▸ TASK INSTRUCTIONS
Copy the stretch of the dictionary quotations from "1678.  Cudworth, Intell. Syst., I." through "vaporous muriatic acid.", substituting "vapory" for every "vaporous".
START TEXT SECTION
1604.  E. G[rimstone], D’Acosta’s Hist. Indies, III. xxv. 196. Places in th’ earth, whose vertue is to draw vaporous matter, and to convert it into water.

33

1651.  H. More, Enthus. Tri. (1656), 234. How can darknesse be called a Masse? etc. No it cannot. Nor a thin vaporous matter neither.

34

1678.  Cudworth, Intell. Syst., I. v. § 36. 784. Its being in Hades [is] nothing but its presiding over that Idol or enlivened vaporous Body.

35

1794.  Mathias, Purs. Lit. (1798), 136. The virus lunare, the vaporous drops that hang in any region of infection. [Cf. Shaks., Macb., III. v. 24.]

36

1818.  Accum, Chem. Tests, 97. Formed from the vaporous muriatic acid.

37

1871.  Tyndall, Fragm. Sci. (1879), I. iv. 119. Caused in some way by the vapourous fumes diffused in its air.
END TEXT SECTION
START EXERCISE DATA
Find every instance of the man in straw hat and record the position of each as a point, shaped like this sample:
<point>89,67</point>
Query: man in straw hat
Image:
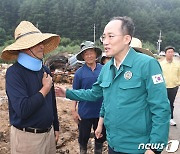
<point>30,91</point>
<point>88,112</point>
<point>135,109</point>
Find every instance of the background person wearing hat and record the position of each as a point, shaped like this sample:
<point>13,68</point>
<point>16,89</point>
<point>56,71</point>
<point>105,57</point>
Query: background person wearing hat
<point>30,91</point>
<point>135,109</point>
<point>88,112</point>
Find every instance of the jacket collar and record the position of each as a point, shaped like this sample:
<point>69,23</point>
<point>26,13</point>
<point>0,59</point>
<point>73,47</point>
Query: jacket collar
<point>128,61</point>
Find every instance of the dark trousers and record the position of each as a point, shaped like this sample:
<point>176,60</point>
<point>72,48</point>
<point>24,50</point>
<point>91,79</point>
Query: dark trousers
<point>171,96</point>
<point>85,126</point>
<point>111,151</point>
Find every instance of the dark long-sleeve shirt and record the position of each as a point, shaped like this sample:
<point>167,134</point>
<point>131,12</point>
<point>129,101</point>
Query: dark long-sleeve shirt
<point>27,106</point>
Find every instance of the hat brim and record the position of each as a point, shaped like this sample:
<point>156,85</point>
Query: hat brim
<point>141,50</point>
<point>50,41</point>
<point>97,50</point>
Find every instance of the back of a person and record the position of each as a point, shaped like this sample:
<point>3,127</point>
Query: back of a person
<point>87,78</point>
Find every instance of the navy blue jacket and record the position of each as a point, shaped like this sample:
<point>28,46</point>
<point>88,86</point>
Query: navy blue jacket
<point>27,106</point>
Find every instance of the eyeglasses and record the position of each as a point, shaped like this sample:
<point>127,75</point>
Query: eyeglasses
<point>109,37</point>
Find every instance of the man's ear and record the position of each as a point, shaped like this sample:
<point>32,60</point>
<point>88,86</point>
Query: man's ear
<point>127,39</point>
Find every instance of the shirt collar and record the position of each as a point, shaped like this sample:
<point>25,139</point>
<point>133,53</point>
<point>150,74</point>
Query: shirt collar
<point>128,59</point>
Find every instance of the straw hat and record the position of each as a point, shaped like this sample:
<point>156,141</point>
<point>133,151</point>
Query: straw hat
<point>88,45</point>
<point>26,36</point>
<point>137,45</point>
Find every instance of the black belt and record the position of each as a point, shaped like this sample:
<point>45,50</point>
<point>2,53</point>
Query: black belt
<point>34,130</point>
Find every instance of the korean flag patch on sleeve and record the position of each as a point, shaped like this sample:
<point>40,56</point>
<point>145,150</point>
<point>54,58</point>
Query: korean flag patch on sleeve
<point>157,79</point>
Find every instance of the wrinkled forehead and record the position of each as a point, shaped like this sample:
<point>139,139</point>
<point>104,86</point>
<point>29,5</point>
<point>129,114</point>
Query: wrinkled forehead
<point>113,27</point>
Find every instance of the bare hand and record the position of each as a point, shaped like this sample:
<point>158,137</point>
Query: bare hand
<point>76,116</point>
<point>98,132</point>
<point>47,84</point>
<point>60,92</point>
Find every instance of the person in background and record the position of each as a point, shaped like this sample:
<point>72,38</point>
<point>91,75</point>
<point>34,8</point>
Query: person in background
<point>104,59</point>
<point>135,109</point>
<point>87,115</point>
<point>171,72</point>
<point>30,91</point>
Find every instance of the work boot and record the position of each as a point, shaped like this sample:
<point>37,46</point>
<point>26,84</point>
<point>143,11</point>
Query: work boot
<point>98,148</point>
<point>83,150</point>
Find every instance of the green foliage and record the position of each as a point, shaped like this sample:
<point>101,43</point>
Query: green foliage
<point>74,20</point>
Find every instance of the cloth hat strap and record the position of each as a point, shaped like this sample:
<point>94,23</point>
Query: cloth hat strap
<point>27,34</point>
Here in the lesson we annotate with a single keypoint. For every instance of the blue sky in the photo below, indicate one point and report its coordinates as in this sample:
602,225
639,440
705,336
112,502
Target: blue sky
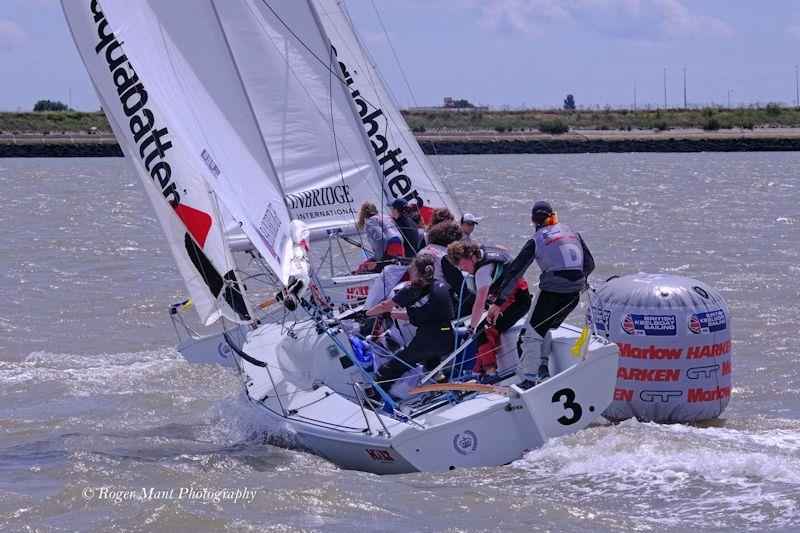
END EXERCISE DATA
▸ EXERCISE RESULT
1678.  Cudworth, Intell. Syst., I. v. § 36. 784. Its being in Hades [is] nothing but its presiding over that Idol or enlivened vapory Body.

35

1794.  Mathias, Purs. Lit. (1798), 136. The virus lunare, the vapory drops that hang in any region of infection. [Cf. Shaks., Macb., III. v. 24.]

36

1818.  Accum, Chem. Tests, 97. Formed from the vapory muriatic acid.